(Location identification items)
__________

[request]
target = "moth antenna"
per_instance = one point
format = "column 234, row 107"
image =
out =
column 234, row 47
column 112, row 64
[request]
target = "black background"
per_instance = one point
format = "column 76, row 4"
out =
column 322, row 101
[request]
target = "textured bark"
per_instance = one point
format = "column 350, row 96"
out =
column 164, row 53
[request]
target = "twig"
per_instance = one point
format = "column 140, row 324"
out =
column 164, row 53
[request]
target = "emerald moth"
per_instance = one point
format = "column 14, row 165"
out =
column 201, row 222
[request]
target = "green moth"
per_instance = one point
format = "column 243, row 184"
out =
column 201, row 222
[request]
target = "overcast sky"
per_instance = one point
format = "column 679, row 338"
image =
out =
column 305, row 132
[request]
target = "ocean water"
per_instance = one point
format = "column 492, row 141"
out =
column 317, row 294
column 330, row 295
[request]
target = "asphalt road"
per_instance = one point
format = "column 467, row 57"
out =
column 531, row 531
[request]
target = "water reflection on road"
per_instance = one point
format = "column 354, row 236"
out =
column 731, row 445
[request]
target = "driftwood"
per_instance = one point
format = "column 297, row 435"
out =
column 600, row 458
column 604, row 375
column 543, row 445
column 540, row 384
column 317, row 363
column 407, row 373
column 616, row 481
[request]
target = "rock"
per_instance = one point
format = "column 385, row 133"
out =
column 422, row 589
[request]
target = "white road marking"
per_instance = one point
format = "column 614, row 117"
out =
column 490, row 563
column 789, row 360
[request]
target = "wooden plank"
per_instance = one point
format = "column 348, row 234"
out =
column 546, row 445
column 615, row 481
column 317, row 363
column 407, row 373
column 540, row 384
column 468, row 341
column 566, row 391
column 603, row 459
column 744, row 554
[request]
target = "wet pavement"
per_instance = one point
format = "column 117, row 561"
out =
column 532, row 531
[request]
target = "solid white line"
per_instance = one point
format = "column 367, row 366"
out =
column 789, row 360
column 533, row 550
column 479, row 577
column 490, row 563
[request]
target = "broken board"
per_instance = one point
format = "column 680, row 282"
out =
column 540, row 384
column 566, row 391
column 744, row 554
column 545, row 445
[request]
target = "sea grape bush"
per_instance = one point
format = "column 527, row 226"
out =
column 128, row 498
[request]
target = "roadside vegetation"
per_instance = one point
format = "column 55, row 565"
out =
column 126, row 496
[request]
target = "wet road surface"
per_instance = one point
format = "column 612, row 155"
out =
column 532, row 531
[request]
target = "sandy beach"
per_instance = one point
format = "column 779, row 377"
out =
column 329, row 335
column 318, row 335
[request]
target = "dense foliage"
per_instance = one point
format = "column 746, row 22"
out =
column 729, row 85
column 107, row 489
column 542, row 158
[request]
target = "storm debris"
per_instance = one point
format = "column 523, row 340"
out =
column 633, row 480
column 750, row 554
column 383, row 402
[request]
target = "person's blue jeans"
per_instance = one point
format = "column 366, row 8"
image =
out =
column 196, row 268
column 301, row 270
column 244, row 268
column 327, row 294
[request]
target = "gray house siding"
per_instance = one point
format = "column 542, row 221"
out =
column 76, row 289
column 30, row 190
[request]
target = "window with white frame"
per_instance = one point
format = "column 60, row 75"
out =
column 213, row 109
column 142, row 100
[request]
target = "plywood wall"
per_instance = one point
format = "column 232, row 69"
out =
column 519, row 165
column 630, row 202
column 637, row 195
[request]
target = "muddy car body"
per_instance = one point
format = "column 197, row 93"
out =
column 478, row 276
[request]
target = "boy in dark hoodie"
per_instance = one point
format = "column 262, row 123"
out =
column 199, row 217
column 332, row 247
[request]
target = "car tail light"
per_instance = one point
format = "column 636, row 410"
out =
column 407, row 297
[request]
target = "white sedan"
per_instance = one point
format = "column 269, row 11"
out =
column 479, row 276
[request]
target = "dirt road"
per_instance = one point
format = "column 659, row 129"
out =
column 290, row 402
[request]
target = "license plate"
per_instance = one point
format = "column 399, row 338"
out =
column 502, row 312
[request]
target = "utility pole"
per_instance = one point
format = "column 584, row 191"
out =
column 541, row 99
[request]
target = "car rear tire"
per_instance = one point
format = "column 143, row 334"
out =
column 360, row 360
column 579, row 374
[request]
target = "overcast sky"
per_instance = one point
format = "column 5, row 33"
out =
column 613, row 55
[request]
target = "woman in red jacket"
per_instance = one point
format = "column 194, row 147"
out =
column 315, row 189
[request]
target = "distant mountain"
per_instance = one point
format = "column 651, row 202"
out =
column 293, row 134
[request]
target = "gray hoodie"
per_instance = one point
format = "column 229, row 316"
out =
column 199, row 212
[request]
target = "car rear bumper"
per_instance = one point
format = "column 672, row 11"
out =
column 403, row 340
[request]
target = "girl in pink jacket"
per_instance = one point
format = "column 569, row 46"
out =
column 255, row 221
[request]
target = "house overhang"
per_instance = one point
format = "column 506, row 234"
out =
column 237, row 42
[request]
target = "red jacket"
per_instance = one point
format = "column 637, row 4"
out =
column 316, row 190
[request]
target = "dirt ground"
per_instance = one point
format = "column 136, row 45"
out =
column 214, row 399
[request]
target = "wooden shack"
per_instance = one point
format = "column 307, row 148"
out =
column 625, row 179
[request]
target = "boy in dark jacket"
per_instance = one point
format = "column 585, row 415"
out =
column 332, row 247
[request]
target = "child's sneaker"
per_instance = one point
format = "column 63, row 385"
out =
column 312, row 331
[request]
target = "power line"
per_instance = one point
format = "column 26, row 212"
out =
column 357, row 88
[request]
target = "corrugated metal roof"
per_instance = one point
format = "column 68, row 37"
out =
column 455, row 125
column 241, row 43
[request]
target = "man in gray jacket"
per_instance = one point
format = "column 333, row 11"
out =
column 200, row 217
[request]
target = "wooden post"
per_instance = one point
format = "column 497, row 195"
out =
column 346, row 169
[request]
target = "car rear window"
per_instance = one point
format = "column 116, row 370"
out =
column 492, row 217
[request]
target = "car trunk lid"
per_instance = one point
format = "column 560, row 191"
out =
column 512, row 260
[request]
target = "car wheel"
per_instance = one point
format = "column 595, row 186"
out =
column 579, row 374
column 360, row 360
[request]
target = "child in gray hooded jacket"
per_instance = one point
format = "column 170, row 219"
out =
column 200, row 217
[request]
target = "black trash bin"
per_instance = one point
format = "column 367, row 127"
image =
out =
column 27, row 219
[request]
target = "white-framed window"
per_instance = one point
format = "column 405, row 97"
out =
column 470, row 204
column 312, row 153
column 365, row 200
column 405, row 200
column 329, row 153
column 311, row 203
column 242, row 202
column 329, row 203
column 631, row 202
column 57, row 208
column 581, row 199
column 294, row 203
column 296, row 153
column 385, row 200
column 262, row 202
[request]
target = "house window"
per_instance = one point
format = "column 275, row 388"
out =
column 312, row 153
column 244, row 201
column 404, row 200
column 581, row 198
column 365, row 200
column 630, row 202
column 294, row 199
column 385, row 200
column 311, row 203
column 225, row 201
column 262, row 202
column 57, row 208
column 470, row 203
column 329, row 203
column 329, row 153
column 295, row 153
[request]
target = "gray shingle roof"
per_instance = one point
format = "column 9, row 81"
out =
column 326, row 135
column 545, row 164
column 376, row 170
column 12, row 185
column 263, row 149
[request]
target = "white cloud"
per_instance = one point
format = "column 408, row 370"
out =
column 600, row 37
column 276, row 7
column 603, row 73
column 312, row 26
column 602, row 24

__________

PROBLEM TO WORK ON:
Copy all of the location identification items above, word for word and in the same order.

EXERCISE RESPONSE:
[request]
target = "moth antenna"
per_instance = one point
format = "column 234, row 107"
image =
out =
column 234, row 47
column 112, row 64
[request]
target = "black background"
per_instance = one point
format = "column 76, row 4"
out =
column 322, row 101
[request]
target = "textured bark"
per_instance = one point
format = "column 350, row 96"
out =
column 164, row 53
[request]
target = "twig"
per_instance = one point
format = "column 140, row 324"
out =
column 164, row 53
[request]
target = "emerald moth"
per_instance = one point
format = "column 14, row 165"
out =
column 201, row 222
[request]
target = "green moth"
per_instance = one point
format = "column 243, row 184"
out =
column 201, row 222
[request]
target = "overcast sky"
per_instance = one point
format = "column 679, row 338"
image =
out =
column 305, row 132
[request]
target = "ocean water"
per_instance = one point
format = "column 492, row 141"
out =
column 317, row 294
column 330, row 295
[request]
target = "asphalt road"
per_instance = one point
format = "column 467, row 57"
out =
column 531, row 531
[request]
target = "water reflection on road"
per_instance = one point
format = "column 354, row 236"
out =
column 731, row 445
[request]
target = "driftwood"
per_instance = one point
format = "column 297, row 435"
out =
column 600, row 458
column 604, row 375
column 543, row 445
column 540, row 384
column 317, row 363
column 407, row 373
column 616, row 481
[request]
target = "rock"
per_instance = one point
format = "column 385, row 133"
out =
column 422, row 589
[request]
target = "white road marking"
per_instance = one point
format = "column 614, row 117"
out =
column 490, row 563
column 789, row 360
[request]
target = "wooden plank"
per_instance = one point
format = "column 348, row 234"
out =
column 546, row 445
column 615, row 481
column 317, row 363
column 407, row 373
column 540, row 384
column 468, row 341
column 566, row 391
column 603, row 459
column 744, row 554
[request]
target = "wet pavement"
per_instance = one point
format = "column 117, row 561"
out =
column 532, row 531
[request]
target = "solid white line"
per_instance = one point
format = "column 367, row 366"
out =
column 789, row 360
column 533, row 550
column 479, row 577
column 490, row 563
[request]
target = "broken board"
per_instance = one point
format = "column 680, row 282"
out =
column 540, row 384
column 566, row 391
column 744, row 554
column 545, row 445
[request]
target = "sea grape bush"
per_instance = one point
format = "column 527, row 226"
out =
column 128, row 498
[request]
target = "roadside vegetation"
per_instance = one point
format = "column 55, row 565"
out =
column 126, row 496
[request]
target = "wet road surface"
per_instance = one point
format = "column 612, row 155"
out =
column 532, row 531
[request]
target = "sandy beach"
per_instance = one point
format = "column 779, row 377"
out =
column 329, row 335
column 318, row 335
[request]
target = "dense foliage"
per_instance = one point
format = "column 746, row 22"
out =
column 729, row 85
column 107, row 489
column 542, row 158
[request]
target = "storm debris"
per_instance = one point
format = "column 523, row 340"
out =
column 633, row 480
column 750, row 554
column 383, row 402
[request]
target = "person's blue jeans"
per_instance = one point
format = "column 366, row 8"
image =
out =
column 196, row 268
column 301, row 270
column 244, row 268
column 327, row 294
[request]
target = "gray house siding"
per_instance = one point
format = "column 542, row 221"
out =
column 76, row 289
column 30, row 190
[request]
target = "window with white frame"
per_instance = one point
format = "column 60, row 75"
out =
column 213, row 109
column 142, row 100
[request]
target = "plywood wall"
per_instance = one point
format = "column 232, row 69"
out =
column 519, row 165
column 630, row 202
column 637, row 195
[request]
target = "muddy car body"
per_instance = one point
format = "column 197, row 93"
out =
column 478, row 276
[request]
target = "boy in dark hoodie"
per_instance = one point
format = "column 262, row 123"
out =
column 199, row 217
column 332, row 247
[request]
target = "car tail light"
per_instance = one point
format = "column 636, row 410"
out =
column 407, row 297
[request]
target = "white sedan"
per_instance = one point
format = "column 269, row 11"
out =
column 479, row 276
[request]
target = "dirt road"
per_instance = one point
format = "column 659, row 129"
out =
column 290, row 402
[request]
target = "license plate"
per_instance = one point
format = "column 399, row 338"
out =
column 502, row 312
[request]
target = "utility pole"
per_instance = one point
format = "column 584, row 191"
out =
column 541, row 99
[request]
target = "car rear tire"
per_instance = one point
format = "column 143, row 334"
out =
column 360, row 360
column 579, row 374
[request]
target = "overcast sky"
per_instance = one point
format = "column 5, row 33"
out =
column 613, row 55
[request]
target = "woman in red jacket"
per_instance = one point
format = "column 194, row 147"
out =
column 315, row 189
[request]
target = "distant mountain"
per_instance = one point
format = "column 651, row 202"
out =
column 293, row 134
[request]
target = "gray hoodie"
per_instance = one point
format = "column 229, row 316"
out =
column 199, row 212
[request]
target = "car rear bumper"
per_instance = one point
format = "column 672, row 11"
out =
column 403, row 340
[request]
target = "girl in pink jacket"
per_instance = one point
format = "column 569, row 46"
out =
column 255, row 221
[request]
target = "house overhang"
per_instance = one point
format = "column 506, row 234"
out =
column 237, row 42
[request]
target = "red jacket"
per_instance = one point
format = "column 637, row 4"
out =
column 316, row 190
[request]
target = "dirt ground"
per_instance = one point
format = "column 136, row 45"
out =
column 214, row 399
[request]
target = "wooden shack"
per_instance = one point
format = "column 307, row 148"
out =
column 625, row 179
[request]
target = "boy in dark jacket"
per_instance = one point
format = "column 585, row 415"
out =
column 332, row 247
[request]
target = "child's sneaker"
per_instance = one point
format = "column 63, row 385"
out =
column 312, row 331
[request]
target = "power line"
per_instance = one point
format = "column 26, row 212"
out =
column 357, row 88
[request]
target = "corrugated metal roof"
per_instance = one point
format = "column 68, row 37"
out =
column 455, row 125
column 241, row 43
[request]
target = "man in gray jacket"
per_instance = one point
format = "column 333, row 11"
out =
column 200, row 217
[request]
target = "wooden post"
per_instance = one point
format = "column 497, row 195"
out =
column 346, row 169
[request]
target = "car rear window"
per_instance = one point
format = "column 116, row 370"
out =
column 492, row 217
[request]
target = "car trunk lid"
per_instance = one point
format = "column 560, row 191"
out =
column 512, row 260
[request]
target = "car wheel"
per_instance = one point
format = "column 595, row 186"
out =
column 579, row 374
column 360, row 360
[request]
target = "child in gray hooded jacket"
per_instance = one point
format = "column 170, row 219"
out =
column 200, row 217
[request]
target = "black trash bin"
per_instance = one point
format = "column 367, row 127"
image =
out =
column 27, row 219
[request]
target = "white-framed window"
per_instance = one point
format = "column 405, row 97"
out =
column 470, row 204
column 312, row 153
column 365, row 200
column 405, row 200
column 329, row 153
column 311, row 203
column 242, row 202
column 329, row 203
column 631, row 202
column 57, row 208
column 581, row 199
column 294, row 203
column 296, row 153
column 385, row 200
column 262, row 202
[request]
target = "house window"
per_instance = one point
format = "column 275, row 388"
out =
column 312, row 153
column 244, row 201
column 404, row 200
column 581, row 198
column 365, row 200
column 630, row 202
column 294, row 199
column 385, row 200
column 311, row 203
column 225, row 201
column 262, row 202
column 57, row 208
column 470, row 203
column 329, row 203
column 329, row 153
column 295, row 153
[request]
target = "gray shingle roof"
per_instance = one point
format = "column 9, row 81"
out =
column 326, row 135
column 545, row 164
column 376, row 170
column 12, row 185
column 263, row 149
[request]
target = "white cloud"
per_instance = one point
format = "column 408, row 370"
out =
column 600, row 37
column 276, row 7
column 603, row 73
column 312, row 26
column 602, row 24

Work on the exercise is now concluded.